• [Problem to solve]: Reproduce the material below verbatim, from the line containing "[tag] one dot per instance, sample [406,302]." through the final line of the material.

═══ Material provided

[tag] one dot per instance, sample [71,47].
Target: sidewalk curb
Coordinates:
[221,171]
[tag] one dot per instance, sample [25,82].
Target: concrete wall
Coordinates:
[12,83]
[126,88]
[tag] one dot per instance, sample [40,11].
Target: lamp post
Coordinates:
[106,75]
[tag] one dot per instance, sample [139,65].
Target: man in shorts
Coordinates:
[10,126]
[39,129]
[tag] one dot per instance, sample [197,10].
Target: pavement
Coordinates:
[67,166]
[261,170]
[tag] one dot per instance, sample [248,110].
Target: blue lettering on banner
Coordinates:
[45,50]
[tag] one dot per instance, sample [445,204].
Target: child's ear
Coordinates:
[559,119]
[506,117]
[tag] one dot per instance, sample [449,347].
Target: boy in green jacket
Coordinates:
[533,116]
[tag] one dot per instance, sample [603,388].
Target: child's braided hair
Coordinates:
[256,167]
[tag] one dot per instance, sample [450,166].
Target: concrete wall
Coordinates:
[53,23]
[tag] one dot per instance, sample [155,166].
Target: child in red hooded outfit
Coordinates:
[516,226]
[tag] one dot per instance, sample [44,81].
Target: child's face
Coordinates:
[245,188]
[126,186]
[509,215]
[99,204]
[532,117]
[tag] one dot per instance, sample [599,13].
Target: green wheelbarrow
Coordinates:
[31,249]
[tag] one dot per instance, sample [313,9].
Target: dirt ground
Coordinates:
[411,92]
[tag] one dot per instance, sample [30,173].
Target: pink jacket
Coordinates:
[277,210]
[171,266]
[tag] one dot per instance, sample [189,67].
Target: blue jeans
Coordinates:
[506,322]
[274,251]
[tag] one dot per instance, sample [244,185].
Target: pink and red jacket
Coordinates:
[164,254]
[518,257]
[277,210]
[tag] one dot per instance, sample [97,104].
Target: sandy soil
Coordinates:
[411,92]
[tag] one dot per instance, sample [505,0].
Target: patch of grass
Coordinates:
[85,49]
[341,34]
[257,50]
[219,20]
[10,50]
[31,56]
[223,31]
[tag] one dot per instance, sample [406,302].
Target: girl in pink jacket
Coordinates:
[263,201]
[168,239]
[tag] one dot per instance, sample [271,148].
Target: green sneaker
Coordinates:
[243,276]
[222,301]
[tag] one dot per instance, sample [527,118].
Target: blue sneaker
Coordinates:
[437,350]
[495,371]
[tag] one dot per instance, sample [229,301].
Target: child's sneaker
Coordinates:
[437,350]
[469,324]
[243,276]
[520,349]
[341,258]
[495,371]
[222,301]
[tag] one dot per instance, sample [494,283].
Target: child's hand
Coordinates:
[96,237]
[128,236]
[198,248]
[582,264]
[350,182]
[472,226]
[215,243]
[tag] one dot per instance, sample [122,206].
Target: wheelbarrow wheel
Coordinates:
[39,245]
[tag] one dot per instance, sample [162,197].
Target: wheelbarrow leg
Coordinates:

══════

• [Output of the exercise]:
[tag] one dot per instance, sample [406,302].
Target: girl in pink jacket
Coordinates:
[263,201]
[168,239]
[tag] one dot per instance, sample [271,148].
Target: green sneaker
Coordinates:
[243,276]
[222,301]
[tag] one dot per instance, sample [527,118].
Target: blue sneaker
Coordinates:
[437,350]
[495,371]
[tag] one dot per instance, sample [229,301].
Target: child's sneaker
Coordinates:
[437,350]
[469,324]
[243,276]
[520,349]
[341,258]
[495,371]
[222,301]
[tag] one dot per instance, sample [494,283].
Target: child's hand
Coordinates:
[96,237]
[128,236]
[198,248]
[582,264]
[350,182]
[472,226]
[215,243]
[tag] one dot per instance, sample [122,206].
Target: wheelbarrow wheel
Coordinates:
[39,245]
[tag] one dot per instance, sample [162,197].
Target: wheelbarrow leg
Coordinates:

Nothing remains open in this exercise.